**List of tasks:**
A. Answer these questions from the Rhodiola text:
(i) At about what altitude can Rhodiola be found in Europe?
(ii) What is Rhodiola called in Chinese medicine?
(iii) What are the fleshy leaves used externally to treat?
B. Write out everything from "Rhodiola is a" down to "of about 3500-5000msl." in the Rhodiola text, switching "mountainous regions" to "alpine regions".

**Excerpted text:**
________________________
Rhodiola is a member of the stonecrop family, known for its fleshy leaves and hardy nature - a characteristic they share with the related sedums. It is at home in mountainous regions throughout Eurasia. In Europe, it can be found at about 2500 msl, an altitude at which few plants can survive. In the Himalaya, it climbs even higher, to an elevation of about 3500-5000msl.
The root has a golden-yellow skin, which has given rise to its alternative name, ’Golden Root’. But beneath the outer skin the root is pinkish in colour, and has a rose-like scent, alluded to in its species name.
Although Diosocorides had mentioned Rhodiola in his Herbal, ‘De Materia Medica’, which dates back to about AD 50-70, the plant has not been widely used in Central European herbal medicine. (The related Houseleek was more common and more frequently used). Its remote habitat and scarcity meant that it was difficult to obtain, and supplies were uncertain. Its use in folk medicine was, however, very much established in Scandinavia, Siberia, as well as in the Himalayan regions of Asia, where it is more common.
In Chinese medicine, Rhodiola is known as Hong Jing Tian, which translates as ‘Red’ Heavenly View’ alluding to its color and its growing range in the high mountains. In TCM, its character is described as ‘cool, dry and bitter’. It is said to have an affinity with the liver, and the lungs, which is why it is used as a blood tonic, and to balance the yin and yang energies of the human body. It is considered a useful remedy to treat inflammatory conditions of the lungs. As a blood tonic, it is used to boost endurance, and stamina in times of stress. Modern western herbal medicine values it as an ‘adaptogen’, a class of tonics that affect the endocrine system in such a way as to adjust the homeostasis of the body when it has become unbalanced due to physical or mental stress.
The fleshy leaves are used externally, much like Aloe vera, to treat burns, and inflammatory skin conditions.
Rhodiola is nothing if not resilient, choosing its ecological niche in some of the harshest environments on earth. Thus, it can be used as an agent of resilience, imparting its strength and endurance to those that are taxed by mental exhaustion and fatigue. It is also said to bring restful sleep and to disempower the demons of nightmares.
Rose root, Hong Jing Tian.
Not all herbs are suitable in pregnancy, breastfeeding or for young children, or if you are unwell, or taking any medication. If in doubt, please ask a medical herbalist or healthcare practitioner.
________________________
(Dataset excerpts)

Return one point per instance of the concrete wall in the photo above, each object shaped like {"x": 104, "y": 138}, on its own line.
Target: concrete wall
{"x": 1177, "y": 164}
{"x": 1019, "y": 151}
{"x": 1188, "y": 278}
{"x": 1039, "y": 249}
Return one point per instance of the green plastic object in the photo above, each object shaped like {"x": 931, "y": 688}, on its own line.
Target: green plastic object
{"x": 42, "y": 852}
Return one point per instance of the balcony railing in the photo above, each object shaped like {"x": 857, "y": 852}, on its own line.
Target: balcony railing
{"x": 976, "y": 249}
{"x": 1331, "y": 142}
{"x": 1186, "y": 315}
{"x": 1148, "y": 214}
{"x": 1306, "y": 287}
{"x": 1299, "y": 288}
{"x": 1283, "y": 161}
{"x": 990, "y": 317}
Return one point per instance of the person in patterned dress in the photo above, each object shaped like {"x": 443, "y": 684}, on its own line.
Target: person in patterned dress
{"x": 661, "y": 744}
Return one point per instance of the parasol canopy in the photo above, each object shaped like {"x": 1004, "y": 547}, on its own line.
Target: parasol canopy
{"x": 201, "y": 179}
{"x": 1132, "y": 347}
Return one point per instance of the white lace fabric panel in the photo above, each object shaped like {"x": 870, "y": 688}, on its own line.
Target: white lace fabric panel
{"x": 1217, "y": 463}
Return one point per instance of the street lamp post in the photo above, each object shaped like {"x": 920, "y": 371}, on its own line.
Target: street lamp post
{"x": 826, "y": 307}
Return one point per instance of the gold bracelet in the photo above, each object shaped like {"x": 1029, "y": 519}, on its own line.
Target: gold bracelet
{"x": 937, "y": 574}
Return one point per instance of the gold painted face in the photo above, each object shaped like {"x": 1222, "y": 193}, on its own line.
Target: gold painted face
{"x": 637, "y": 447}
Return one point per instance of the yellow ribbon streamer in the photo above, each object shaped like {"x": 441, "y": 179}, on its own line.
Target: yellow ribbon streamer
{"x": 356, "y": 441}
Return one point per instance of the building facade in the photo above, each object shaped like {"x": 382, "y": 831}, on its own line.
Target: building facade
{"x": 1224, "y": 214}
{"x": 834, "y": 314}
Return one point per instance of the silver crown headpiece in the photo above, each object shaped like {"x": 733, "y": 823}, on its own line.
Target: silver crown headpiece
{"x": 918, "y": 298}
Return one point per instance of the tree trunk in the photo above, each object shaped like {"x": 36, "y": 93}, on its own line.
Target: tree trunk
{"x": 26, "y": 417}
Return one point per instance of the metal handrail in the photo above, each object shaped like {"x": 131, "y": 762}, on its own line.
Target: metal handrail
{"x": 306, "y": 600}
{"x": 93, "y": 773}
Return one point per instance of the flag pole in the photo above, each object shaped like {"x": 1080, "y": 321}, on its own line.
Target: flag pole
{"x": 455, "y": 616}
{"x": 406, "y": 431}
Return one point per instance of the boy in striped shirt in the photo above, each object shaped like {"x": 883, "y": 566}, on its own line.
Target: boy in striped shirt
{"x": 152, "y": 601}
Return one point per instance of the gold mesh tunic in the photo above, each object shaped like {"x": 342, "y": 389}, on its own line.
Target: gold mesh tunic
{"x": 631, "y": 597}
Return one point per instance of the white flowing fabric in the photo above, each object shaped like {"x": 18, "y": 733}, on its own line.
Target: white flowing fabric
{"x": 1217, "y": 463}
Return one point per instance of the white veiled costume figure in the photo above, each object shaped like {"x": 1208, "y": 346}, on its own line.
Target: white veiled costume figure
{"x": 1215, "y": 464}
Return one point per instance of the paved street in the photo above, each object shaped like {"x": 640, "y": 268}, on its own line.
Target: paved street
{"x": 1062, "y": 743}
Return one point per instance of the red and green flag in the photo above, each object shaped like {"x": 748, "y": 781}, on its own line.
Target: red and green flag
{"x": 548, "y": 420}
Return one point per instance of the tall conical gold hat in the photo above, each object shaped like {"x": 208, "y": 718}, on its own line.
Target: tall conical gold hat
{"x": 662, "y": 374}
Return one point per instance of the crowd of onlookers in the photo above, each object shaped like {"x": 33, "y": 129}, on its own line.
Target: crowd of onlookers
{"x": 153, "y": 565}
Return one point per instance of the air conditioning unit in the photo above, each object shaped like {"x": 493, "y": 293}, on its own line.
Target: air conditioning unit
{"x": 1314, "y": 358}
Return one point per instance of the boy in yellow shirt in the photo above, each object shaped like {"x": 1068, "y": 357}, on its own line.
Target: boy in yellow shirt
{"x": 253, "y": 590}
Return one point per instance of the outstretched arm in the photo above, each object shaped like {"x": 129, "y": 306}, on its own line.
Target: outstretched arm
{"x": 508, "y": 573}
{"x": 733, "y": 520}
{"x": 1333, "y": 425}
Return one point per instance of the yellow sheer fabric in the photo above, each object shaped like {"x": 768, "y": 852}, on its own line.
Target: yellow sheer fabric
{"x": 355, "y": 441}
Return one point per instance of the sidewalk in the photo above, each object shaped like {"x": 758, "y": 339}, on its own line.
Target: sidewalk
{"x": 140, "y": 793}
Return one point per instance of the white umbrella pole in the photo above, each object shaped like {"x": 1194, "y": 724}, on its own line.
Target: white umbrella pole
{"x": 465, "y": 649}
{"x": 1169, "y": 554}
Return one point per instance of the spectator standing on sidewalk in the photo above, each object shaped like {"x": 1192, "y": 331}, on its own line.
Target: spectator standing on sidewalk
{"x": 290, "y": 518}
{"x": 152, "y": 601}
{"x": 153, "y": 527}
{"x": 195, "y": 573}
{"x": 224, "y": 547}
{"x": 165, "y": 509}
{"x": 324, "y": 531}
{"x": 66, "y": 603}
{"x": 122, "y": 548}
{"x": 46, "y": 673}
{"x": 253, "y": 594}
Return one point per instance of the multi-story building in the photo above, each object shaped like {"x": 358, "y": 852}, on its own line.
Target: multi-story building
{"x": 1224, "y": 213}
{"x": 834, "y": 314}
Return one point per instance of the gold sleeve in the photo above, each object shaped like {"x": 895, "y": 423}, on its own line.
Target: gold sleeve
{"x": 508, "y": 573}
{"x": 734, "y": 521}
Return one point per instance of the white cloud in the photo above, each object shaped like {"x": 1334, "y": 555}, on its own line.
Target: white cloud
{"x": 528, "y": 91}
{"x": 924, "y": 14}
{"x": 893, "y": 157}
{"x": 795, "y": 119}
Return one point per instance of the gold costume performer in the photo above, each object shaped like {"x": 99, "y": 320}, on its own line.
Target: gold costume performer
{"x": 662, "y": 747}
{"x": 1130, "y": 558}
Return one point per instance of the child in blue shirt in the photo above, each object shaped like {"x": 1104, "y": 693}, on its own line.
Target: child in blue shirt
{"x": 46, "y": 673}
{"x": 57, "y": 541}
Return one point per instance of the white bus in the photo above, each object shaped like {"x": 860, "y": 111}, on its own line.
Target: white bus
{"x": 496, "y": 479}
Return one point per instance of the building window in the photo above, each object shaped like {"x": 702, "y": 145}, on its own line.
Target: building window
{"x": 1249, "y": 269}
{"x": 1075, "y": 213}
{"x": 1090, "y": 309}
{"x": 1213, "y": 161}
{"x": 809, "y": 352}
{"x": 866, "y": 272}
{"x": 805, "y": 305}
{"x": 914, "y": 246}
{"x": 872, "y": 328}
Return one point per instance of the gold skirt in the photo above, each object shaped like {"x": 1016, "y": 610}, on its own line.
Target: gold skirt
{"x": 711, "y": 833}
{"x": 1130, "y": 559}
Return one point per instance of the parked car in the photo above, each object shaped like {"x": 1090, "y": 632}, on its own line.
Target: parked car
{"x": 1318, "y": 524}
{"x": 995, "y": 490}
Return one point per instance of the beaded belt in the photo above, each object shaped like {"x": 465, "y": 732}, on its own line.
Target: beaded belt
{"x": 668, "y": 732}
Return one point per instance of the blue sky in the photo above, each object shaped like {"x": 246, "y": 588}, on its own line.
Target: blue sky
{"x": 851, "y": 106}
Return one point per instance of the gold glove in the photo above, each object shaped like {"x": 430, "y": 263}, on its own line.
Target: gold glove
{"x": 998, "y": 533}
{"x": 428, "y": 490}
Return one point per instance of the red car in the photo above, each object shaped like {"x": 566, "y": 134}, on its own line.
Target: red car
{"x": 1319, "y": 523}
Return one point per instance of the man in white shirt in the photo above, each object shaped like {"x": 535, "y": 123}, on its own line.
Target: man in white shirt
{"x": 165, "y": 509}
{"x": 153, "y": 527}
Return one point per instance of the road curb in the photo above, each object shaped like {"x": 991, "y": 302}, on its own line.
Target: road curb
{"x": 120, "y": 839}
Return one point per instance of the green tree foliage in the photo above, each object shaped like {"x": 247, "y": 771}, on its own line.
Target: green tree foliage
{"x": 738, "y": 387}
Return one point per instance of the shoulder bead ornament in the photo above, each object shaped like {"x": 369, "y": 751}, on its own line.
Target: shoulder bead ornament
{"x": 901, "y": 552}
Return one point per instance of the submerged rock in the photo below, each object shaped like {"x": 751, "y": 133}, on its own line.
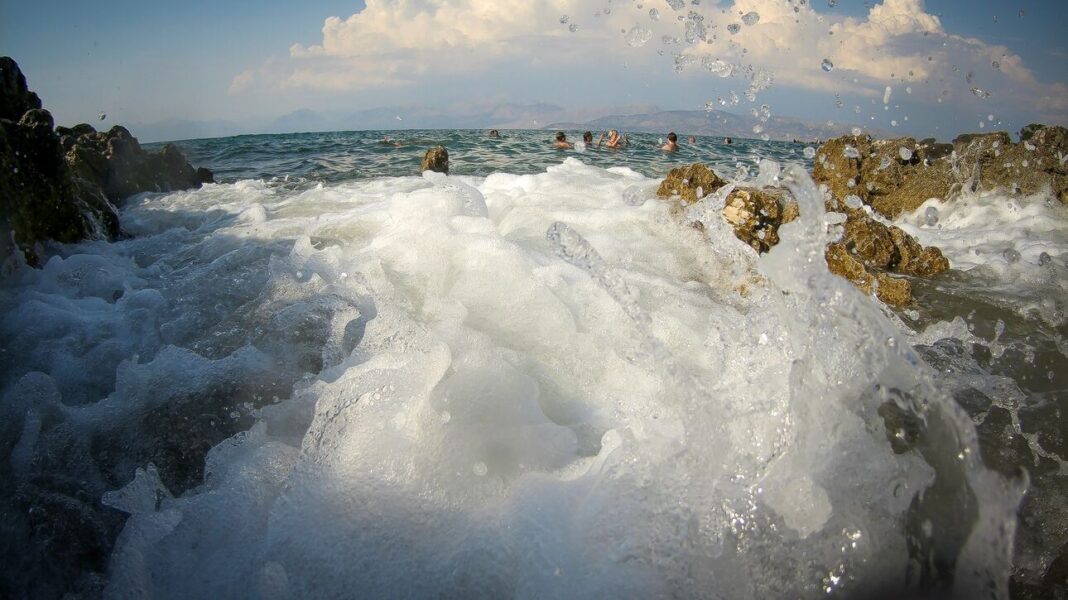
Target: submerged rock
{"x": 690, "y": 183}
{"x": 61, "y": 184}
{"x": 756, "y": 215}
{"x": 867, "y": 253}
{"x": 896, "y": 176}
{"x": 436, "y": 159}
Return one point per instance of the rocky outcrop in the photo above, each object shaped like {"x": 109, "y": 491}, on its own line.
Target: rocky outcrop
{"x": 61, "y": 184}
{"x": 756, "y": 215}
{"x": 867, "y": 253}
{"x": 896, "y": 176}
{"x": 436, "y": 159}
{"x": 690, "y": 183}
{"x": 893, "y": 176}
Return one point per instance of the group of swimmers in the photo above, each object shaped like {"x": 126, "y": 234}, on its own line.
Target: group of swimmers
{"x": 614, "y": 140}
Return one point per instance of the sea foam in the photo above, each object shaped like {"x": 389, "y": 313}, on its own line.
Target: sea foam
{"x": 517, "y": 385}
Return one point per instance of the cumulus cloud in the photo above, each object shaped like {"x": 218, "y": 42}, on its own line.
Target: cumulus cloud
{"x": 392, "y": 44}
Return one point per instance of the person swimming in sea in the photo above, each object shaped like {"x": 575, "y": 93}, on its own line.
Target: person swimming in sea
{"x": 614, "y": 140}
{"x": 672, "y": 144}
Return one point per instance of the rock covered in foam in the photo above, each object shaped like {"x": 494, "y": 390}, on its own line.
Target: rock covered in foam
{"x": 866, "y": 254}
{"x": 690, "y": 183}
{"x": 60, "y": 185}
{"x": 896, "y": 176}
{"x": 436, "y": 159}
{"x": 878, "y": 173}
{"x": 756, "y": 215}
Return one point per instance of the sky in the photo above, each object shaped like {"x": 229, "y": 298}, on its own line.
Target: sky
{"x": 949, "y": 65}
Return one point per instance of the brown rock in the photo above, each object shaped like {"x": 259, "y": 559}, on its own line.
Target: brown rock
{"x": 877, "y": 173}
{"x": 756, "y": 215}
{"x": 436, "y": 159}
{"x": 893, "y": 290}
{"x": 690, "y": 183}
________________________
**Solutions for each task:**
A.
(i) About 2500 msl.
(ii) Hong Jing Tian.
(iii) Burns and inflammatory skin conditions.

B.
Rhodiola is a member of the stonecrop family, known for its fleshy leaves and hardy nature - a characteristic they share with the related sedums. It is at home in alpine regions throughout Eurasia. In Europe, it can be found at about 2500 msl, an altitude at which few plants can survive. In the Himalaya, it climbs even higher, to an elevation of about 3500-5000msl.